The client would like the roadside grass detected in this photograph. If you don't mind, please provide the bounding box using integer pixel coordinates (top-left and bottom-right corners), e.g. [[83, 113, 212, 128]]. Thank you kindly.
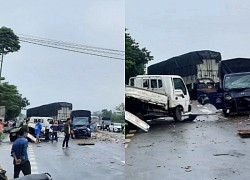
[[1, 133, 7, 139]]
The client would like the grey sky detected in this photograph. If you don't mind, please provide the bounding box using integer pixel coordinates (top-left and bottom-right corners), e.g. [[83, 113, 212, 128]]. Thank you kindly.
[[0, 0, 125, 111], [125, 0, 250, 65]]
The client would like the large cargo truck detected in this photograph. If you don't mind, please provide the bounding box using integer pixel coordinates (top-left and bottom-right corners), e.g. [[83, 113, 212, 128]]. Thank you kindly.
[[26, 102, 72, 122], [70, 110, 91, 139], [147, 50, 221, 99], [198, 58, 250, 116]]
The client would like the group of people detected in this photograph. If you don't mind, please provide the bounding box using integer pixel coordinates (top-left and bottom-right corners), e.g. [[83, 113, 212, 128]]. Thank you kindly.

_____

Copy every one of the records above word for word, leaving out the pictures.

The client would like the roadside grass detected in this photograph. If you don't mind, please provide the bounding box using integer pixel coordinates (top-left and bottom-right corners), e.g. [[83, 113, 212, 128]]. Thank you kindly.
[[1, 133, 7, 139]]
The client would like the grey sky detected in this photograph. If you don't mind, please provide the bounding box using integer pixel coordinates (top-left and bottom-right corners), e.g. [[83, 113, 212, 128]]. Thank you kindly.
[[0, 0, 125, 111], [125, 0, 250, 65]]
The client would like the large cargo truck detected in this photograph. If you don't mind, please provide the bounding box using integer pixel coordinates (top-left and bottom-right corners), e.g. [[83, 113, 212, 128]]. Thank you kindly.
[[26, 102, 72, 122], [70, 110, 91, 139], [147, 50, 221, 99], [198, 58, 250, 116]]
The client would like the group of people detected in this photograph. If you don't mind, please provide the bounding box using integer pixel coordinates (top-left and bottom-right corners), e.g. [[83, 113, 212, 128]]. Thank you kindly.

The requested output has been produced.